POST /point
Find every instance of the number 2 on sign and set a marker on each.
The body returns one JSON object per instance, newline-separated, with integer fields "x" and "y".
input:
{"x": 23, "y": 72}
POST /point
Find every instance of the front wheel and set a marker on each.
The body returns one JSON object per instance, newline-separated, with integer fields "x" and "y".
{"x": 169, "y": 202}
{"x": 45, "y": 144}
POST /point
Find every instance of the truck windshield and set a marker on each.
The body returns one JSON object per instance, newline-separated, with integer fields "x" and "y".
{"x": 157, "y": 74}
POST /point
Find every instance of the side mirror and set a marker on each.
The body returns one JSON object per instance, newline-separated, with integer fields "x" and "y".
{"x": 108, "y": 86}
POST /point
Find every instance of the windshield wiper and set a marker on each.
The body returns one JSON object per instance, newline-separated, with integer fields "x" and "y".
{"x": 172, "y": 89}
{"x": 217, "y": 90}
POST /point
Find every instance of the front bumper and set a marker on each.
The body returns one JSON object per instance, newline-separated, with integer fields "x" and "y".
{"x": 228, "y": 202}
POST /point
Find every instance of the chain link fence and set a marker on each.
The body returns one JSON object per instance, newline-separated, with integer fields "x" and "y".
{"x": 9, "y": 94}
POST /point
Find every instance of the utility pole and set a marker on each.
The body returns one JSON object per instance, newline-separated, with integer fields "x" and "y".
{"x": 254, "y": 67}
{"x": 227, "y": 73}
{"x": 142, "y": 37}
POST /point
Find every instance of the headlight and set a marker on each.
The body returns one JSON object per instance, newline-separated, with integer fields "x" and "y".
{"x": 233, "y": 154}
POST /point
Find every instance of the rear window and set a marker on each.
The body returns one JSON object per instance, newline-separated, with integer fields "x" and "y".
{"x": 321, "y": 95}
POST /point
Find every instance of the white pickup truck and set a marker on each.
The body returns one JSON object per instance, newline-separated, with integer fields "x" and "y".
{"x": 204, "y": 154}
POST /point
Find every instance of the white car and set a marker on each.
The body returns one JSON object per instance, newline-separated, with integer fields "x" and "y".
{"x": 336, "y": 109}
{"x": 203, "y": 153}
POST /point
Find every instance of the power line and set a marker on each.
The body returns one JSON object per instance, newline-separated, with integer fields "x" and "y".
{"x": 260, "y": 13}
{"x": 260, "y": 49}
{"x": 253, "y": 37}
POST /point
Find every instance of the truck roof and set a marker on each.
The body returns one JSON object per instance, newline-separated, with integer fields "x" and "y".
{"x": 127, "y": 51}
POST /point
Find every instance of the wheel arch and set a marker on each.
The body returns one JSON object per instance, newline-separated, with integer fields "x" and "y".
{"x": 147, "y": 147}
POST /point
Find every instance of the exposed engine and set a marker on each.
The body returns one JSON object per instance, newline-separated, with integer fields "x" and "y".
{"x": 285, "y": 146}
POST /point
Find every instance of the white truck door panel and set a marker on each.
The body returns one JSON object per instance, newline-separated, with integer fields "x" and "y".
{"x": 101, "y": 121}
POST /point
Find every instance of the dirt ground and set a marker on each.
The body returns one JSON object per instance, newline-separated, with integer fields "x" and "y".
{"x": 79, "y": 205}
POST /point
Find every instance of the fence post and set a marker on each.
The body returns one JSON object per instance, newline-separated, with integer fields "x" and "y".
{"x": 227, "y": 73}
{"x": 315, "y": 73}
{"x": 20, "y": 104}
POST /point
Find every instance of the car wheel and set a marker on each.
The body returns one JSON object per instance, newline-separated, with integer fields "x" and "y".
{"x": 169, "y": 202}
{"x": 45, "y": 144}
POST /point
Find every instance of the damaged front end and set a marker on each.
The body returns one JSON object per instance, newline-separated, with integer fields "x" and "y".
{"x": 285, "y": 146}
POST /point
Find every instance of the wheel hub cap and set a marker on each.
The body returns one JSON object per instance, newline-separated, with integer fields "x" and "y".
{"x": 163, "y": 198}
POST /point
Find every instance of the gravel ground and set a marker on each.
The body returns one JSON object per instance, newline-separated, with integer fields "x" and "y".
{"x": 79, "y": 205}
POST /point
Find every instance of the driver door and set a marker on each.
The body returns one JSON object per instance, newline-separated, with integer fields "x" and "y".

----

# Task prompt:
Extract each line of the listing above, copying it word for word.

# Full response:
POST /point
Find every instance of the number 2 on sign and set a marker on each.
The body returns one JSON object per instance, newline-separated, with integer fields "x" and "y".
input:
{"x": 23, "y": 72}
POST /point
Find every instance of the front wheel and set a marker on each.
The body returns one JSON object per instance, newline-separated, with integer fields "x" and "y".
{"x": 169, "y": 202}
{"x": 45, "y": 144}
POST /point
Find every instance of the truck windshield and set a marker on each.
The body returns one JSON object per instance, newline-separated, with integer fields "x" and "y".
{"x": 157, "y": 74}
POST /point
Find every instance of the side mirror and set a marker on each.
The body returns one JSON object per instance, newline-separated, with integer fields "x" and "y".
{"x": 108, "y": 86}
POST /point
Find every instance of the windshield wiper and set a marker on each.
The body returns one JSON object per instance, newline-separated, with integer fields "x" and "y".
{"x": 172, "y": 89}
{"x": 217, "y": 90}
POST /point
Find every instance of the front bumper and set a marker on each.
The body returns one JSON object per instance, newline-separated, with integer fields "x" and "y".
{"x": 228, "y": 202}
POST /point
Find every instance of the chain link fence and set a marker on each.
The body returns one JSON object per instance, newline-separated, with integer fields "x" and "y".
{"x": 9, "y": 94}
POST /point
Find every instance of the utility pole and set a marker on each.
The body returns one JSON object per instance, newline-separated, with integer fields "x" and "y".
{"x": 254, "y": 67}
{"x": 227, "y": 73}
{"x": 142, "y": 37}
POST /point
Find every instance of the headlight and set a marker on each.
The body returns one JSON object per instance, newline-separated, with integer fields "x" and "y".
{"x": 233, "y": 154}
POST /point
Find every instance of the rear window and set a marker on each.
The body returns one JSON object per instance, newline-separated, with integer fields "x" and "y".
{"x": 321, "y": 95}
POST /point
Find every instance of the white pickup truck and set a marker on each.
The body returns one JSON object per instance, newline-separated, with integer fields "x" and "y".
{"x": 204, "y": 154}
POST /point
Find every instance of the white car and set a marker on each.
The body returns one JSON object per instance, newline-separated, with integer fields "x" and "y".
{"x": 336, "y": 109}
{"x": 203, "y": 153}
POST /point
Find every instance of the power line and set a marker on each.
The body returns one JSON object per instance, newline-separated, with integer fields "x" and "y".
{"x": 260, "y": 13}
{"x": 260, "y": 49}
{"x": 253, "y": 37}
POST /point
Find every instance of the truck roof and set a marker on each.
The body returns one JSON object per instance, newline-separated, with integer fields "x" and "y".
{"x": 127, "y": 51}
POST /point
Find every instance of the wheel arch and set a marker on each.
The body returns one JSON object per instance, newline-separated, with integer fields "x" and "y".
{"x": 147, "y": 147}
POST /point
Find every instance of the exposed engine and set a marker on each.
The body returns one JSON object per instance, newline-separated, with integer fields "x" and "y".
{"x": 285, "y": 146}
POST /point
Find every instance of the white truck door panel and set a marker on each.
The body returns one JSON object per instance, newline-separated, with integer fields "x" and "y".
{"x": 101, "y": 121}
POST /point
Find every instance of the dirt ground and set a marker on each.
The body returns one JSON object per instance, newline-separated, with integer fields "x" and "y".
{"x": 79, "y": 205}
POST /point
Find every instance of the fence post and set a marker on each.
The body returns one JSON object per instance, newline-separated, with integer fields "x" and "y".
{"x": 227, "y": 73}
{"x": 315, "y": 73}
{"x": 20, "y": 104}
POST /point
Find every instance of the car wheel and set a marker on each.
The body returns one JSON object per instance, newline-separated, with integer fields "x" and "y".
{"x": 169, "y": 202}
{"x": 45, "y": 144}
POST /point
Find every instance of the damaged front end and set a marker on each.
The body returns one JSON object per instance, newline-separated, with integer fields "x" and "y".
{"x": 285, "y": 146}
POST /point
Find every instance of the wheel hub cap and set a marker on each.
The body returns one JSON object per instance, newline-separated, with integer fields "x" and "y".
{"x": 163, "y": 198}
POST /point
Find every instance of the gravel ground and set a marker on each.
The body returns one JSON object per instance, newline-separated, with integer fields "x" and "y".
{"x": 79, "y": 205}
POST /point
Find every instance of the driver door and set a marker on each.
The body returns one JSON object per instance, newline-separated, with integer fields "x" and "y".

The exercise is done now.